Regarding your last point: that depends on your reference frame. From the outside it does appear to take "forever" to get into a black hole, but if you were the one falling in...it happens much quicker, certainly not taking an infinite amount of time.
But it's things from the outside that are falling in, and that make a black hole. Since they take an infinite amount of time to fall in, the black hole never forms in the first place.
(I'm less sure about this paragraph, but I believe that) An object falling in also never sees a black hole, since the other things falling in are dilated relative to him, so there's still not enough mass to make a black hole, even for the object falling in.
You keep repeating this misconception even though you have been repeatedly been corrected over and over again. What you don't seem to realize is that the choice of coordinates in GR is arbitrary and local. There are types of coordinates that are singular at the event horizon, and there are others which are not. This has nothing to do with infalling vs. the exterior observer. You seem to think that time is somehow fixed for the exterior observer, but that couldn't be further from the truth.
This is really, really trivial and really basic GR. I don't really know what to suggest apart from MTW[1], except maybe this basic course from http://theoreticalminimum.com/courses/general-relativity/201.... If you understand what Penrose diagram are, and how to compute them, the answer is immediately obvious.
> But it's things from the outside that are falling in, and that make a black hole. Since they take an infinite amount of time to fall in, the black hole never forms in the first place.
See this excellent answer on Physics StackExchange: https://physics.stackexchange.com/questions/5031/can-black-h.... In a nutshell (if I'm interpreting this correctly), yes, to an outside observer you never observe the black hole form since it would take an infinite amount of time for light signals from the newly formed black hole to reach you. However, to any observers that fell into the black hole (and so were in the same frame of reference), the black hole would form in finite time.

=======

- **Required task 1**: List every resource that the black hole thread points readers to for further study.
- **Required task 2**:
Decide whether each statement agrees with the black hole thread. Answer yes or no, and quote the words of the thread that settle it.
(a) One reply holds that the choice of coordinates in GR is arbitrary and local.
(b) The first post says that, for the one falling in, reaching a black hole takes an infinite amount of time.
(c) The summary of the StackExchange answer says that observers who fell in would see the black hole form in finite time.
- **Required task 3**: Continue the black hole thread from its last post.
The records that follow are not needed for any of the work here.

=======

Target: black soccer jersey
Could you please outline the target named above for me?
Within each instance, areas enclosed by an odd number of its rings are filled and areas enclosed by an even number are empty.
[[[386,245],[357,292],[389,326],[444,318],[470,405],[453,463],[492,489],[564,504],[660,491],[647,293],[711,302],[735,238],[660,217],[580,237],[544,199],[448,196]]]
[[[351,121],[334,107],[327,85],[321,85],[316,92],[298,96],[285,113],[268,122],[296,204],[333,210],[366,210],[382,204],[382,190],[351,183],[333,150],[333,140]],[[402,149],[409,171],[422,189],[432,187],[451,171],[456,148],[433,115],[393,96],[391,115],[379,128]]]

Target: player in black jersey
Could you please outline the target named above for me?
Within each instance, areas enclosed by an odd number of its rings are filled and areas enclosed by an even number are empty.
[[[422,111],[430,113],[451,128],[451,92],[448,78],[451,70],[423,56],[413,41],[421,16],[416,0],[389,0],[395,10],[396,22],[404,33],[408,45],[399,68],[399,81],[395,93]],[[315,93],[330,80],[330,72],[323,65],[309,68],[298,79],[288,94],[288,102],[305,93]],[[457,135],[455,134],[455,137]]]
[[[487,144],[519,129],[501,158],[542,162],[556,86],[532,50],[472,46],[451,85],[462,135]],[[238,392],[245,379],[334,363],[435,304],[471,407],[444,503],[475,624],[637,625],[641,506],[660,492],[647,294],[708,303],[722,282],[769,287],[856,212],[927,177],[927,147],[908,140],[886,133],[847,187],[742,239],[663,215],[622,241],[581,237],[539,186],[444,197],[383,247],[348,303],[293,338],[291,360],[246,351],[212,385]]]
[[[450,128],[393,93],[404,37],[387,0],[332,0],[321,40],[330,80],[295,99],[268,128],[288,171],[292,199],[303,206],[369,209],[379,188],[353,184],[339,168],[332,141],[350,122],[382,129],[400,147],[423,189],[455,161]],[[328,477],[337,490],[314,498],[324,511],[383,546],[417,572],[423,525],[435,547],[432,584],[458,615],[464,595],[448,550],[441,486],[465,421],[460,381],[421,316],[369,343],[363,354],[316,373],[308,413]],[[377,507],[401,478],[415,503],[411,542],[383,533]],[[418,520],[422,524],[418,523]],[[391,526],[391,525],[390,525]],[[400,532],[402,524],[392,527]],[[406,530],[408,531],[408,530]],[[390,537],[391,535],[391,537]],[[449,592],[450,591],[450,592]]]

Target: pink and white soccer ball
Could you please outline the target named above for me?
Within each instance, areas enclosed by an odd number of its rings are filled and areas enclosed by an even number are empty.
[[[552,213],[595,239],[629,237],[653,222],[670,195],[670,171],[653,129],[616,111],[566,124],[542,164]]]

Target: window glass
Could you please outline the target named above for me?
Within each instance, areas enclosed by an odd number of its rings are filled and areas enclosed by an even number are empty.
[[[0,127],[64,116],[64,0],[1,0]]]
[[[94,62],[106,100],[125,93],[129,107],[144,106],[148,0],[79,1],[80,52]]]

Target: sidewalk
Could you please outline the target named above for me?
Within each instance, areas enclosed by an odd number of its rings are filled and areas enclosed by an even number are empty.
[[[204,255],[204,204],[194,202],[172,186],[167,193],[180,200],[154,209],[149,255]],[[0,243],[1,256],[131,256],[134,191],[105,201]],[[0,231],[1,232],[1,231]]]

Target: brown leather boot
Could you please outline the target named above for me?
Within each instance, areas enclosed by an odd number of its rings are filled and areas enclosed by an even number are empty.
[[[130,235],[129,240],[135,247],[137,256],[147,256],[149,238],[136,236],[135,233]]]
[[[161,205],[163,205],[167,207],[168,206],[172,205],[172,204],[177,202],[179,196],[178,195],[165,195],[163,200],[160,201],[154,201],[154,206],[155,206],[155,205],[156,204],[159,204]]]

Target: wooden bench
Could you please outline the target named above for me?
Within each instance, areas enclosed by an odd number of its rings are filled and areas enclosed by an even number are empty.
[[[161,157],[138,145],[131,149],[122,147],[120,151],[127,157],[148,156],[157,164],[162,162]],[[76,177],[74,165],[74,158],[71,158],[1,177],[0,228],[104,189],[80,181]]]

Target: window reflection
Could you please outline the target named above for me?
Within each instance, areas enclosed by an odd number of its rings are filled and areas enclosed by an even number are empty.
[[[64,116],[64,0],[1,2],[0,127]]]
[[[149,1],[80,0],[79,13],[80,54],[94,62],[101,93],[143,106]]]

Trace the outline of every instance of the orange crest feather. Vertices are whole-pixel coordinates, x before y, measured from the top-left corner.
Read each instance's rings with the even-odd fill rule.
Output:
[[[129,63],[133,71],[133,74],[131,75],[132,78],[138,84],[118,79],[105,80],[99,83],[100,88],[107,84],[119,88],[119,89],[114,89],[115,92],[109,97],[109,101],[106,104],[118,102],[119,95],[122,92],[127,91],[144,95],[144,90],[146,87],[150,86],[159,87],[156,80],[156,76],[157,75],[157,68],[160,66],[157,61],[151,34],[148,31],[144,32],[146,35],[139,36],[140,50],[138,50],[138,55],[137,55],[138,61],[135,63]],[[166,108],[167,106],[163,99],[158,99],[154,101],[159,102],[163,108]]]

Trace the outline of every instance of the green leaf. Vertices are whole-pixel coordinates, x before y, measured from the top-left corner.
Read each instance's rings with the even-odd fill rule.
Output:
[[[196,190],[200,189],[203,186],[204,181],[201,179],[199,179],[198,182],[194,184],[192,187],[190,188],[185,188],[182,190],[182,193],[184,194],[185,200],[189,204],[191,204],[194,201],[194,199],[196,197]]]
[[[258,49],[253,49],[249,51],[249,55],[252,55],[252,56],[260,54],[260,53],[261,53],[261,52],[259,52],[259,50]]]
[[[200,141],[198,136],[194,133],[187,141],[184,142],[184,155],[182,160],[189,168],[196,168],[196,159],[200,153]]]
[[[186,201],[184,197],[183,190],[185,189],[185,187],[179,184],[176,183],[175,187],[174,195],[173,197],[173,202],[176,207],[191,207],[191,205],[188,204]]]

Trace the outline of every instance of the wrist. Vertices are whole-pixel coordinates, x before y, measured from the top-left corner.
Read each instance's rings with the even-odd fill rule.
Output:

=======

- **Exercise result 1**:
- MTW
- The basic general relativity course from theoreticalminimum.com
- An answer on Physics StackExchange

- **Exercise result 2**:
(a) Yes: "the choice of coordinates in GR is arbitrary and local"
(b) No: "it happens much quicker, certainly not taking an infinite amount of time"
(c) Yes: "to any observers that fell into the black hole (and so were in the same frame of reference), the black hole would form in finite time"

- **Exercise result 3**:
Even in the presence of Hawking radiation, this statement is not correct. An observer falling in would fall right through the horizon and be destroyed in the singularity; then, much, much later (something like 10^70 years for a black hole of 10 solar masses), the hole would be fully evaporated away by Hawking radiation and some of the light rays in that outgoing Hawking radiation would carry information about the observer falling through the horizon 10^70 years before.
> But it's things from the outside that are falling in, and that make a black hole. Since they take an infinite amount of time to fall in, the black hole never forms in the first place.
They only take an infinite time to fall in once a black hole has formed; OTOH, unless I misunderstand, the time would asymptotically approach infinity up to that point, which seems to have a similar effect.
You seem to misunderstand the way an event horizon works. From the infalling object's (and the hole's) reference frame, the object crosses the event horizon in finite time and falls into the singularity. It is only from an observer's perspective that the object never seems to cross the horizon.
But we don't care about the infalling object. We care about the observer, because any infalling object initially is an observer, and because we (us humans) are observing the black holes.
Since from an observers POV nothing can actually fall into the black hole, no black hole can form.
The fact that an infalling object reaches the black hole makes no difference to us. Because of time dilation, we can observe no black holes. So our telescopes will never see a black hole.
> Since from an observers POV nothing can actually fall into the black hole, no black hole can form.
The event horizon isn't really a physical boundary in that sense. It's the mathematical boundary at which, according to general relativity, a particle must have velocity equal to the speed of light in order to escape. A density change inside the star can change the size and shape of that boundary without things falling into it in the usual sense.
In the same way, a density wave can 'travel' faster than the speed of sound (or light) in a medium because the wave is a mathematical construct that emerges from a physical situation.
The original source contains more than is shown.